Whatever appears in the data below, copy it exactly.
BEGIN Source material
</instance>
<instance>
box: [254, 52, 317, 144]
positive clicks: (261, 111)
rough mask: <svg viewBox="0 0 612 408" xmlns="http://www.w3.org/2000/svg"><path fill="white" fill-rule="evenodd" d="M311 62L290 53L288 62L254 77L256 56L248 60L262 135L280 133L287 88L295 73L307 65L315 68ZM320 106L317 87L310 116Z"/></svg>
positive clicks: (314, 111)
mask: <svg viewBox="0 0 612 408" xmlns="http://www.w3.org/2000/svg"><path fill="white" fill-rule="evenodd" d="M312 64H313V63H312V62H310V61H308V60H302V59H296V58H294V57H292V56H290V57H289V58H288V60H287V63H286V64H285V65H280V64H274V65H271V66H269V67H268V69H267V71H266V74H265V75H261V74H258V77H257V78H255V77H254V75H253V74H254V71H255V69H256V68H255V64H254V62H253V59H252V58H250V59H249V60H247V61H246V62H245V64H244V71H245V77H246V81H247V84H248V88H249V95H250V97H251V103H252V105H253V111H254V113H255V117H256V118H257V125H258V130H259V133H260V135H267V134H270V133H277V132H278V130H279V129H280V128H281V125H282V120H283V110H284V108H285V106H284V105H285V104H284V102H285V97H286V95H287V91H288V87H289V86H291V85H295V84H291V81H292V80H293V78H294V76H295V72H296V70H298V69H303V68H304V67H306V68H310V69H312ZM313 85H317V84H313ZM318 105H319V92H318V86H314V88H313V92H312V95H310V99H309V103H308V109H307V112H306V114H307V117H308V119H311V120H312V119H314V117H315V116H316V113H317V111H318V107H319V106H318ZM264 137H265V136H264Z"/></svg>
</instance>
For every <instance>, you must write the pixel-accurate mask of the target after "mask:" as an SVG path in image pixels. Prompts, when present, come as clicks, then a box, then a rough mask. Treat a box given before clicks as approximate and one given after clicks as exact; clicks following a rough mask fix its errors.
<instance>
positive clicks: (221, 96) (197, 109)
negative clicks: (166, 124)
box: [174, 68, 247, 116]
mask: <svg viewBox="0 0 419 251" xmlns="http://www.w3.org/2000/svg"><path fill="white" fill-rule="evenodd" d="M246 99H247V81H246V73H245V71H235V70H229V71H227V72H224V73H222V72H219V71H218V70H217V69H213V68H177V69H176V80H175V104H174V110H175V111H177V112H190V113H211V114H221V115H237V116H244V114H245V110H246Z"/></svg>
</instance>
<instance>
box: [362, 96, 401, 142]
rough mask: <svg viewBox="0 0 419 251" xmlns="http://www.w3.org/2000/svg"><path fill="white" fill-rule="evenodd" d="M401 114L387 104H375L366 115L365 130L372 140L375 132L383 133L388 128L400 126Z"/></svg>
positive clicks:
END Source material
### Solution
</instance>
<instance>
box: [254, 52, 317, 144]
positive clicks: (261, 111)
rough mask: <svg viewBox="0 0 612 408" xmlns="http://www.w3.org/2000/svg"><path fill="white" fill-rule="evenodd" d="M311 62L290 53L288 62L254 77L256 56L248 60L262 135L280 133L287 88L295 73L307 65L315 68ZM320 106L317 87L310 116Z"/></svg>
positive clicks: (314, 111)
mask: <svg viewBox="0 0 612 408" xmlns="http://www.w3.org/2000/svg"><path fill="white" fill-rule="evenodd" d="M312 64H313V63H312V62H310V61H308V60H302V59H296V58H294V57H292V56H290V57H289V58H288V60H287V63H286V64H285V65H280V64H274V65H271V66H269V67H268V69H267V71H266V74H265V75H261V74H258V77H257V78H255V77H254V75H253V74H254V71H255V69H256V68H255V64H254V62H253V59H252V58H250V59H249V60H247V61H246V62H245V64H244V71H245V77H246V81H247V84H248V88H249V95H250V97H251V103H252V105H253V111H254V113H255V117H256V118H257V125H258V130H259V133H260V135H267V134H270V133H277V132H278V130H279V129H280V128H281V125H282V120H283V110H284V108H285V106H284V105H285V104H284V102H285V97H286V95H287V91H288V87H289V86H291V85H295V84H291V81H292V80H293V78H294V76H295V72H296V70H298V69H303V68H304V67H306V68H310V69H312ZM313 85H317V84H313ZM318 105H319V92H318V86H314V88H313V92H312V95H310V99H309V103H308V109H307V112H306V114H307V117H308V119H311V120H312V119H314V117H315V116H316V113H317V111H318V107H319V106H318ZM264 137H265V136H264Z"/></svg>
</instance>
For every <instance>, you must write the pixel-accurate mask of the target after "mask:" as an SVG path in image pixels. Prompts, when present, come as clicks, then a box, then a rough mask. Treat a box given before clicks as approximate and one given after clicks as exact; clicks following a rough mask fix its errors.
<instance>
positive clicks: (221, 96) (197, 109)
negative clicks: (166, 124)
box: [174, 68, 247, 116]
mask: <svg viewBox="0 0 419 251" xmlns="http://www.w3.org/2000/svg"><path fill="white" fill-rule="evenodd" d="M246 99H247V81H246V73H245V71H235V70H229V71H227V72H224V73H222V72H219V71H218V70H217V69H213V68H177V69H176V80H175V104H174V110H175V111H177V112H190V113H211V114H221V115H237V116H244V114H245V110H246Z"/></svg>
</instance>
<instance>
box: [362, 96, 401, 142]
rough mask: <svg viewBox="0 0 419 251" xmlns="http://www.w3.org/2000/svg"><path fill="white" fill-rule="evenodd" d="M401 114L387 104H375L366 115L365 130L372 140L375 132L383 133L388 128L400 126Z"/></svg>
positive clicks:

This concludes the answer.